====== DATASET RECORDS ======

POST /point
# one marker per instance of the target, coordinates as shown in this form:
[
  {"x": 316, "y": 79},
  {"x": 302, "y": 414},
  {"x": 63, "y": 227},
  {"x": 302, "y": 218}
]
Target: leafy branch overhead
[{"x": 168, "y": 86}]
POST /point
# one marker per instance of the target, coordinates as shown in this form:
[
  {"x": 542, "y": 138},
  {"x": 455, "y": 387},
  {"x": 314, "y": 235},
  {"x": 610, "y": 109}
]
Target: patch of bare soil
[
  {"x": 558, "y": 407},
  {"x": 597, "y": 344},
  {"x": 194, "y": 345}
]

======
====== DATASET RECORDS ======

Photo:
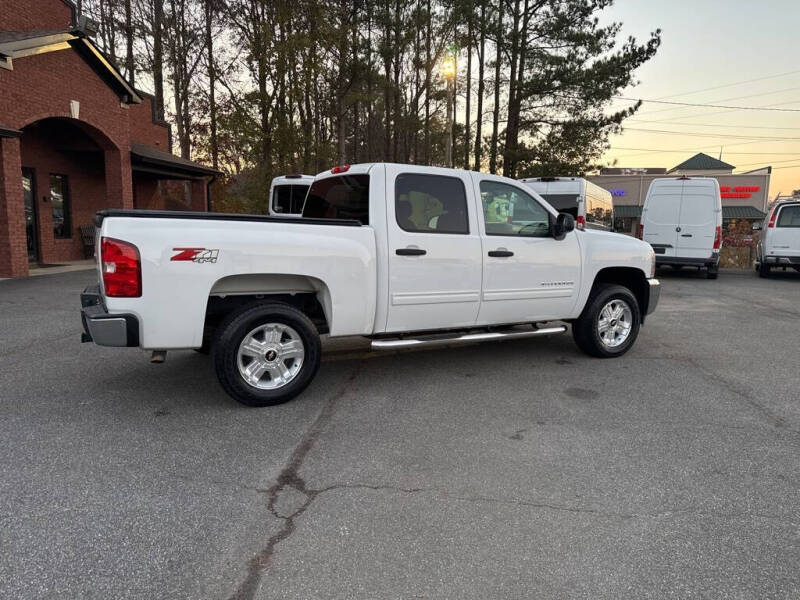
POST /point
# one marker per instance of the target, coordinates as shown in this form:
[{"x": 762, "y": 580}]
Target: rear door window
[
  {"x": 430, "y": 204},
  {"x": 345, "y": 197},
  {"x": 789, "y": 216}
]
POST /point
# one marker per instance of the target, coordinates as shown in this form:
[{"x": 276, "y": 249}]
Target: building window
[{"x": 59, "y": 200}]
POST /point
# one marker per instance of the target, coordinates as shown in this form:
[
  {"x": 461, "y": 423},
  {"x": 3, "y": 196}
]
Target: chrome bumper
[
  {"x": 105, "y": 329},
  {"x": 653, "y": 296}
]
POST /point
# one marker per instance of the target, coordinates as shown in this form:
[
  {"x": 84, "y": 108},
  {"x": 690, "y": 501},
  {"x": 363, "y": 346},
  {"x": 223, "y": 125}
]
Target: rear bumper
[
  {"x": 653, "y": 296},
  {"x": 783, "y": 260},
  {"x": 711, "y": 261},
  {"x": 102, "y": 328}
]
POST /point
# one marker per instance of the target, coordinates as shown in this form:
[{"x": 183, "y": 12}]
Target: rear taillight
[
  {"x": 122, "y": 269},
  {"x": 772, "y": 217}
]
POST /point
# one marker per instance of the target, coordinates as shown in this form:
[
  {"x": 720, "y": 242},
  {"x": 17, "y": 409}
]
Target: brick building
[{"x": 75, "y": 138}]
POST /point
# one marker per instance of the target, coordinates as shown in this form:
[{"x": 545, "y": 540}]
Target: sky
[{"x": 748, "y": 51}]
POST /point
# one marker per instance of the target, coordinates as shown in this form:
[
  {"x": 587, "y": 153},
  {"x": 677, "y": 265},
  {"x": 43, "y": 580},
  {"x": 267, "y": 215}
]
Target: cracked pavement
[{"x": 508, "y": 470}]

======
====== DATASET RECORDS ======

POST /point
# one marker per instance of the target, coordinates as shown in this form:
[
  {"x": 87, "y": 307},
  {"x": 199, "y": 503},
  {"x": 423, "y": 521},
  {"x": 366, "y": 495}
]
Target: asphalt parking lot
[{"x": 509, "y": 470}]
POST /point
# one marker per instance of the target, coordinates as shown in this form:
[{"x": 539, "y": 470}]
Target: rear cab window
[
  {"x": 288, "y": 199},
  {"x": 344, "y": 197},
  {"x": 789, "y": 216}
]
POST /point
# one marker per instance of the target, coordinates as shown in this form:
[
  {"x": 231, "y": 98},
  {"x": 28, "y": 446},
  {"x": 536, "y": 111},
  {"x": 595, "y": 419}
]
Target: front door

======

» **EXERCISE OBJECTIVE**:
Please extract each line above that contains the word "bumper". Case matters.

» **REPLY**:
Target: chrome bumper
Target: rear bumper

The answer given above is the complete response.